§ **Exercise instructions**
Rewrite every line from the one containing "Exercise. Point out the bridge deck" down to the end of the rows below, keeping the requests, and shift each coordinate in the answers up by 8.

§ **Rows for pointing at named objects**
** Begin **
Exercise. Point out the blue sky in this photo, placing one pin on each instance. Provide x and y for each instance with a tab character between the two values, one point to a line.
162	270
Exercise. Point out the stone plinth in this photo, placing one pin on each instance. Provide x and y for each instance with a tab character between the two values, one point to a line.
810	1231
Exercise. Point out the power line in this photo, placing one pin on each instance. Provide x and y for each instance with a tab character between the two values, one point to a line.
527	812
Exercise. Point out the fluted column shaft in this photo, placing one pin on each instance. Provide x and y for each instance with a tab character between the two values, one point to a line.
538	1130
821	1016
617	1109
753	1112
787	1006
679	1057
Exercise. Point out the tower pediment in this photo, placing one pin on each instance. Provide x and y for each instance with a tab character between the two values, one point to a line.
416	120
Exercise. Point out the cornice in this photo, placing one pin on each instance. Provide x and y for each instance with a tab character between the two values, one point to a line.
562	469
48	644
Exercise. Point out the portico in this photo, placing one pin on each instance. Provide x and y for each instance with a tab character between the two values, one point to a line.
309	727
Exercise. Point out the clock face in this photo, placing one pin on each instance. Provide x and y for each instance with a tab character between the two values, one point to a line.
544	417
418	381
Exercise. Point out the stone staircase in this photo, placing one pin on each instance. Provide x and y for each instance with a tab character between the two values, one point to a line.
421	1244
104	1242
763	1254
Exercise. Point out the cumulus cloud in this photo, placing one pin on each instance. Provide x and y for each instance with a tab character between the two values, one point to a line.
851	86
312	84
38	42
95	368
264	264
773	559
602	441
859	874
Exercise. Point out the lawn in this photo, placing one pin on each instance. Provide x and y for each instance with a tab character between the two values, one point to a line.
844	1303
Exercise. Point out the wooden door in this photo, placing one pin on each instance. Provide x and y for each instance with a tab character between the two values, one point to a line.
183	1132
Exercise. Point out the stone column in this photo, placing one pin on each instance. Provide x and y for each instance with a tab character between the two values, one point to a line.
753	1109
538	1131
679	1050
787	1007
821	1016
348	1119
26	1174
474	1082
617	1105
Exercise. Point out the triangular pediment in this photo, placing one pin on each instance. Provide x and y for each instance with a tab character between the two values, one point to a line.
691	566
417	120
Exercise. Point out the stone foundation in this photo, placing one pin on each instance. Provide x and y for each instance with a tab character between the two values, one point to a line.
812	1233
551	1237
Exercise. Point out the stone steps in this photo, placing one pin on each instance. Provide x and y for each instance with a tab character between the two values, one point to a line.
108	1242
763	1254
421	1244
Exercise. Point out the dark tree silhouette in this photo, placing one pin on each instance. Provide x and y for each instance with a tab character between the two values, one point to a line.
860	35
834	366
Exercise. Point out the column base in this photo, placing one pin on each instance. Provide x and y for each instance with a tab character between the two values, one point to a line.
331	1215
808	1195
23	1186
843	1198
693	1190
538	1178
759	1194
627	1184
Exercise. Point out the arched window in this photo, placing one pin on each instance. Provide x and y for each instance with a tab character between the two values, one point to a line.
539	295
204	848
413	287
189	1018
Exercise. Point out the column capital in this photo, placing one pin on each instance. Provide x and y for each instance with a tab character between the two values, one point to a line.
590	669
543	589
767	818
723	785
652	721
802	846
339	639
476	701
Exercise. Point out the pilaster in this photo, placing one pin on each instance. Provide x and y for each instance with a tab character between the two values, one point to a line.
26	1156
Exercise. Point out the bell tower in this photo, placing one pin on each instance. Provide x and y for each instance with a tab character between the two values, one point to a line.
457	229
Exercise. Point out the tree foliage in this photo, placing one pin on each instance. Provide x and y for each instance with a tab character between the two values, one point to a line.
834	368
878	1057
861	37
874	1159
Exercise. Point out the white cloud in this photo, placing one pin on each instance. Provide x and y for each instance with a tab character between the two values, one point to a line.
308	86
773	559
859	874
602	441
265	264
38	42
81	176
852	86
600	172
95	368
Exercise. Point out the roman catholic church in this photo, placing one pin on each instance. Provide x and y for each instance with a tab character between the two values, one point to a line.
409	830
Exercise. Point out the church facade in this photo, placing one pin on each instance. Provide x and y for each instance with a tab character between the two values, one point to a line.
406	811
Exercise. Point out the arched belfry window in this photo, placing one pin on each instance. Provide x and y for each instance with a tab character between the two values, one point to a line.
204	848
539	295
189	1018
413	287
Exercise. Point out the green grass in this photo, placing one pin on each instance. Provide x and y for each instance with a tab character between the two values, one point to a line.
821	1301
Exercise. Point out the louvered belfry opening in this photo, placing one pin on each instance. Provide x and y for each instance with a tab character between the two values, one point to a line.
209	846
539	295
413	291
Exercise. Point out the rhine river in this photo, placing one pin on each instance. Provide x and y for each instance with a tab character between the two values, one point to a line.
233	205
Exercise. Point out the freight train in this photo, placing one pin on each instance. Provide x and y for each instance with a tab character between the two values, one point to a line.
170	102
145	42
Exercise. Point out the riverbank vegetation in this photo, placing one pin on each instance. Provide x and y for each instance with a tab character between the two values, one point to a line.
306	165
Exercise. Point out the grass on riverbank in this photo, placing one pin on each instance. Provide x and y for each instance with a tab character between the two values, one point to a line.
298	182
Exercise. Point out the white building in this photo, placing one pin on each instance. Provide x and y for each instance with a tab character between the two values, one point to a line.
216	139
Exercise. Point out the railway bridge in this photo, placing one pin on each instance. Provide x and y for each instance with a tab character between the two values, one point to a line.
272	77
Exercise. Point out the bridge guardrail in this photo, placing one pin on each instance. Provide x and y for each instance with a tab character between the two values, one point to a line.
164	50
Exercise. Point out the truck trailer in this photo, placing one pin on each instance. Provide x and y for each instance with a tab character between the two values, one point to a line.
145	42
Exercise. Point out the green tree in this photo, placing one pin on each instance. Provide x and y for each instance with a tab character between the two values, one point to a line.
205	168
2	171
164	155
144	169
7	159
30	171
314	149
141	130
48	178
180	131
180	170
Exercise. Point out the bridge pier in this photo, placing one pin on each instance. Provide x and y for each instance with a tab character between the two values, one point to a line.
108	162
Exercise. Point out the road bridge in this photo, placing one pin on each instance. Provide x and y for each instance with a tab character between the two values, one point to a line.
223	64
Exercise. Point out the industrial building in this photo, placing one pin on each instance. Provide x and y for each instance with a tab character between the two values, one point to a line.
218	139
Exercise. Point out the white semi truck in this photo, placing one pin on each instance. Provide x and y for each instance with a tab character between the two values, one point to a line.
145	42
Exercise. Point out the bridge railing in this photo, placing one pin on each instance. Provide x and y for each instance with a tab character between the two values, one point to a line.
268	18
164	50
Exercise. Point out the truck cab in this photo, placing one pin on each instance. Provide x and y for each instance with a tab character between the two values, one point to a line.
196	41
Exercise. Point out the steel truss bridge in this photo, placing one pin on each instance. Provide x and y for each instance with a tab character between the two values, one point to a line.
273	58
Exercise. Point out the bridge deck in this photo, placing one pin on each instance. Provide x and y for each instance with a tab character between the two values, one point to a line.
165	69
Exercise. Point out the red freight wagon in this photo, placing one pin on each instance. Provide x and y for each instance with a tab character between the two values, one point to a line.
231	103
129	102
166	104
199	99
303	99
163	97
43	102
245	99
** End **
§ **Solution to this exercise**
Exercise. Point out the bridge deck in this photo, placing one pin on each instance. Provide x and y for each instance with a tab character between the two values, one point to a line.
173	77
Exercise. Point out the red freight wagon in this photo, placing one pin on each instance. Provide x and y for each instance with a tab character between the two values, one point to a line.
239	111
137	110
174	112
207	107
311	107
171	105
51	110
253	107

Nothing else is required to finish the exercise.